Dataset items
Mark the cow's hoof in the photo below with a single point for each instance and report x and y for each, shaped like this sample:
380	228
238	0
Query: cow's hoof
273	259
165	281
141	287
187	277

▶ [TASK TO COMPLETE]: Reproduce every line of the material above verbatim, without alteration.

▶ [RESPONSE TO THE EXERCISE]:
Mark the cow's hoof in the photo below with a single point for each instance and report x and y for each, shaped like this sample:
380	228
238	0
Query: cow's hoof
273	259
165	281
141	287
187	277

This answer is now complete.